Textauszug:
»»

Eigentlich war die Antwort-Option eher als Gag gedacht...


----------



## Bereriel (16. November 2006)

Burtchen am 16.11.2006 02:04 schrieb:
			
		

> Shadow_Man am 16.11.2006 02:02 schrieb:
> 
> 
> 
> ...



Also das eine PC Magazin aus dem gleichen Verlagshaus wie die PCGames, hatte mal eine Zeit lang echte Menschen (Frauen) auf dem Cover. Wie halt bei den TV Zeitschriften... nur das die Frauen zum entsprechenden Megahefttest gekleidet waren. Hat mir sehr gut gefallen damals!


----------



## crackajack (16. November 2006)

Nali_WarCow am 15.11.2006 20:53 schrieb:
			
		

> Wenn ich mir da das aktuelle Cover mit einem aus dem Jahre 2002 vergleiche, dann war damals doch einiges besser.

««

Aufgabe 1: Was zeigte laut dem Textauszug das PC-Magazin aus demselben Verlagshaus wie die PCGames eine Zeit lang auf dem Cover?
Aufgabe 2: Schreib den Textauszug bitte nach seinem letzten Satz weiter.

Datensätze:
»»

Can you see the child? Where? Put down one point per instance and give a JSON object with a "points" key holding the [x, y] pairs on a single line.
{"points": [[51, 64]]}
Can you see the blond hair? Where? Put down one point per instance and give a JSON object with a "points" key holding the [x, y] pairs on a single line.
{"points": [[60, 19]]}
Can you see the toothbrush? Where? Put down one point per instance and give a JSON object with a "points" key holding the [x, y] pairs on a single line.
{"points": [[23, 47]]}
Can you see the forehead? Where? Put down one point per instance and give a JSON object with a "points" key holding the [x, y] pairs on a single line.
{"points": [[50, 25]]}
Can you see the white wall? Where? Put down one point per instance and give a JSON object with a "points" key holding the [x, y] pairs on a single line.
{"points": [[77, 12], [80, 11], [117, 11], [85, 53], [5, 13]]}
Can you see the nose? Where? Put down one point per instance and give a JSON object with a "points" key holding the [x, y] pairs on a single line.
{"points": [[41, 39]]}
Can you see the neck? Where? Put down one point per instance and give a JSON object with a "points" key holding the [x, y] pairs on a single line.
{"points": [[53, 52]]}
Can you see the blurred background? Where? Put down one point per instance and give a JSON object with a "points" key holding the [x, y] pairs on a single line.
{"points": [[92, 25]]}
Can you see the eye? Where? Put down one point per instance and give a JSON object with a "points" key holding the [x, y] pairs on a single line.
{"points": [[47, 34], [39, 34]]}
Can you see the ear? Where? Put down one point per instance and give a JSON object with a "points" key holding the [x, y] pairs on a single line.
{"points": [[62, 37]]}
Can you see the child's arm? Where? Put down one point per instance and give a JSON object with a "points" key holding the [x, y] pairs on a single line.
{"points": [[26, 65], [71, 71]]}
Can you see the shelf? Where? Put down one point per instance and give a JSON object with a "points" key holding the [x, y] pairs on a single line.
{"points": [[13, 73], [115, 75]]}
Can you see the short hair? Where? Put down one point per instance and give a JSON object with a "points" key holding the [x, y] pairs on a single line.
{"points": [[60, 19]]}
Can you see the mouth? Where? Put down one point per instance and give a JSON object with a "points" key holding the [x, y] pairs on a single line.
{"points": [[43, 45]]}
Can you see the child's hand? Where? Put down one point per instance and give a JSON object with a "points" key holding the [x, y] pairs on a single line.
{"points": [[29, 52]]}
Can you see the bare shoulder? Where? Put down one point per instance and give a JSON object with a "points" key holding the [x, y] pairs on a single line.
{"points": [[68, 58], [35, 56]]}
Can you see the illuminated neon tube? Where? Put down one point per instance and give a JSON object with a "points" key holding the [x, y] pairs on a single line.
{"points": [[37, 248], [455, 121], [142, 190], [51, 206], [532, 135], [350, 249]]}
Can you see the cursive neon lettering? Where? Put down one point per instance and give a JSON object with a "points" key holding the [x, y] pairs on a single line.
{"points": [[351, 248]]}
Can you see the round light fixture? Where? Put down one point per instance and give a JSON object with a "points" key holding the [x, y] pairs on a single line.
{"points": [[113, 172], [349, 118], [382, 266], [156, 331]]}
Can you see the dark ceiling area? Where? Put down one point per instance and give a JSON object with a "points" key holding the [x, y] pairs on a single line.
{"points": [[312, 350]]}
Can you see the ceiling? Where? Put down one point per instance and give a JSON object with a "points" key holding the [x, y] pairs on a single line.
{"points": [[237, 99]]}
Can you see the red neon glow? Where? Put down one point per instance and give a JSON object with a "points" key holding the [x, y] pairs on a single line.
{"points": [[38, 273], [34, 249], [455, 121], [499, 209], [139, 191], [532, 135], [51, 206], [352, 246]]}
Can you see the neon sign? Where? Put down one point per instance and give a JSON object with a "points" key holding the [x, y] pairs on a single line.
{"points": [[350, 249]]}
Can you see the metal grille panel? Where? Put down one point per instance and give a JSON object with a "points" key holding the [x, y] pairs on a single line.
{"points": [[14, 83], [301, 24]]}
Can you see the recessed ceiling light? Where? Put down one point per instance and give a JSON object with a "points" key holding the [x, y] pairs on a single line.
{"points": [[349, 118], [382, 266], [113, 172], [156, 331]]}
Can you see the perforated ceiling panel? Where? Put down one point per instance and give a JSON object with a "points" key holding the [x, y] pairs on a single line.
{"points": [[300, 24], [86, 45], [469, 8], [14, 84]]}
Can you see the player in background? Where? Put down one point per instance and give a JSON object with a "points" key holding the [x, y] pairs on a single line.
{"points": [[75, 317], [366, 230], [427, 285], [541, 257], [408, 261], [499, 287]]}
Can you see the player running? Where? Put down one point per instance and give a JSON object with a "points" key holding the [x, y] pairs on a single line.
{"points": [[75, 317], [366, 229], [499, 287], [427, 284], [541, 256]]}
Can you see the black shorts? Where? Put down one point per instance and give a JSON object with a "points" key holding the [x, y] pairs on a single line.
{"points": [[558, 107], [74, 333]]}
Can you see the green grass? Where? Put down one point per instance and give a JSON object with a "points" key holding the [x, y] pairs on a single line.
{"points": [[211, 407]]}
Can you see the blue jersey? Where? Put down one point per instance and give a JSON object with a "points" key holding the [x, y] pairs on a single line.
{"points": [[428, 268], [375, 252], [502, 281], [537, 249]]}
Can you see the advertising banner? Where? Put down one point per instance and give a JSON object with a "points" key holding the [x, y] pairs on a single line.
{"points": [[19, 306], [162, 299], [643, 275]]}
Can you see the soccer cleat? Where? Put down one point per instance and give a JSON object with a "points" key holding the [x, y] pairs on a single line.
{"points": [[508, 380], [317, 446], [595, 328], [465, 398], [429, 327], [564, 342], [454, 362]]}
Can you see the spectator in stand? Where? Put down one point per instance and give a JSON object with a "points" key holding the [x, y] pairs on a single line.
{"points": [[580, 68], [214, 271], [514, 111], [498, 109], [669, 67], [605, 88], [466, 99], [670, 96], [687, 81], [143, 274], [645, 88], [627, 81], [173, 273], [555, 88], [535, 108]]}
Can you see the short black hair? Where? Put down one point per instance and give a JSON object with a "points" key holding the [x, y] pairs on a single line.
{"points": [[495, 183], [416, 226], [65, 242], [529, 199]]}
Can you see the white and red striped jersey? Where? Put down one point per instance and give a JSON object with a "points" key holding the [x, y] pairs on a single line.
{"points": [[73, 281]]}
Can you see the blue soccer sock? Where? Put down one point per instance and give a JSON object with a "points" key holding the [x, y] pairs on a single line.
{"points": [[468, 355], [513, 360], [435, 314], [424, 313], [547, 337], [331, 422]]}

««

Erwartete Ausgabe 1: Echte Menschen (Frauen), die passend zum jeweiligen Megahefttest gekleidet waren.

Erwartete Ausgabe 2:
Nunja vor 04/03 dominierte zwar ein schönes Bildchen, aber die Infos waren einmal hier einmal da und kaum sichtbar....
Ist jetzt doch kaum anders, nur das die Schriften größer wurden und mehr Bilder raufgequetscht werden.

[x] unaufgeräumt

Das hier gefiel mir besonders: 08/03


Spoiler



und das nicht nur weil ich Mäxchen genial finde....



schlichtes S/W (Ok, das muss nicht sein, aber weniger ist imo mehr....)
drei kompakte Infoboxen unten
und die Inhaltsangabe der DVD im linken Bereich
Von 05/03-03/04 war alles im grünen Bereich.  

Danach wurde das Design zwar noch öfters genohmen, aber immer wieder geringfügig umgestellt
z.B. 04/05, 02/05 (mit unnötiger Silberfolie), 09/04, 06/04 gingen auch noch

Und seit Ende 2005 geht es nur mehr darum möglichst viele riesige Überschriften in möglichst bunter Farbgebung und möglichst peinlicher Exlusivsch***e unterzubringen.

Und lasst bloß die Klappen weg, die nerven einfach.


----------



## Solon25 (16. November 2006)

crackajack am 16.11.2006 10:30 schrieb:
			
		

> Das hier gefiel mir besonders: 08/03
> 
> 
> Spoiler
> ...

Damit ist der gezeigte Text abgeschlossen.